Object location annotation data
#####

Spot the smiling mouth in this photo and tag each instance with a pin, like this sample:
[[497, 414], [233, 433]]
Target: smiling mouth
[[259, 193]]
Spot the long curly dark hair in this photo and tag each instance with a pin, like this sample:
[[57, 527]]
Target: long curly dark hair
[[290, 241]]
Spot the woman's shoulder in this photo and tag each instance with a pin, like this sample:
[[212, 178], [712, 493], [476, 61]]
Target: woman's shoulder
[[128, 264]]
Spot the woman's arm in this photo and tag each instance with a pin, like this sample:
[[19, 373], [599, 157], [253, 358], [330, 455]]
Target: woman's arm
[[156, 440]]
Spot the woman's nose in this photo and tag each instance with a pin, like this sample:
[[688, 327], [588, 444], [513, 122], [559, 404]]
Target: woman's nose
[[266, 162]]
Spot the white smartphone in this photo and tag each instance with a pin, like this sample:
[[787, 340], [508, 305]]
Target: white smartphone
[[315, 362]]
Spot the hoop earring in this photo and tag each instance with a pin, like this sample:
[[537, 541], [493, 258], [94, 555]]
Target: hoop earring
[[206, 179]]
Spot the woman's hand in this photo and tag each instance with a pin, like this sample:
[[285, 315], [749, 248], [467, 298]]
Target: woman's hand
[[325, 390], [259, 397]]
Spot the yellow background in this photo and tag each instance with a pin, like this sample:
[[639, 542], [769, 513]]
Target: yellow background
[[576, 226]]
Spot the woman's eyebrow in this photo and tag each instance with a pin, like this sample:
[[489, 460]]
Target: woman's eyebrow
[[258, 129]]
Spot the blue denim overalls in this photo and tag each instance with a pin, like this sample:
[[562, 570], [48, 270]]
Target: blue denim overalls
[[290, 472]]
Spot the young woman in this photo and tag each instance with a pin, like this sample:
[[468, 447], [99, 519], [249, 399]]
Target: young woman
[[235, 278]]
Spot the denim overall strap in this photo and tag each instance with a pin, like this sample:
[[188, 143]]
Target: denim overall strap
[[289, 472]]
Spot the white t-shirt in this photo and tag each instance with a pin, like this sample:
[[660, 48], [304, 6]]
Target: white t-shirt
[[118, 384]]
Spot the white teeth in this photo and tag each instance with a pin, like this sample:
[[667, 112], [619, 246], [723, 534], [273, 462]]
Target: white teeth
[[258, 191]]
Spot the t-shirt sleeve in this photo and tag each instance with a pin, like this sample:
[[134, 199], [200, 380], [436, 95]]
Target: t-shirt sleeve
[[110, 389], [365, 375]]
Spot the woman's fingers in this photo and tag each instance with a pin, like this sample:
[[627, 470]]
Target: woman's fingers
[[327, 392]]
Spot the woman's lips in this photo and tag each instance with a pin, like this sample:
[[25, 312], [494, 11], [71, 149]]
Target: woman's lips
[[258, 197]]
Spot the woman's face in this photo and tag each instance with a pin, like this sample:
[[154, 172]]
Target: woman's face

#####

Reproduce every line of the material from the line with "Spot the white smartphone" to the line with "[[325, 390], [259, 397]]", both ends included and requests kept. Multiply each answer coordinate by 0.85 and round to whole numbers with halves going up, leaving the coordinates in the requests' format samples untouched.

### EXERCISE ANSWER
Spot the white smartphone in this photo and tag each instance with a pin, like this sample:
[[787, 340], [508, 305]]
Target: white smartphone
[[268, 308]]
Spot the hoop earring in this photo and tag each instance with a pin, like this sample:
[[537, 541], [493, 258], [94, 555]]
Target: hoop earring
[[175, 152]]
Spot the woman's hand in this photo and tag each instance with a pin, like this sample:
[[285, 315], [749, 248], [467, 298]]
Target: woman's hand
[[276, 332], [220, 337]]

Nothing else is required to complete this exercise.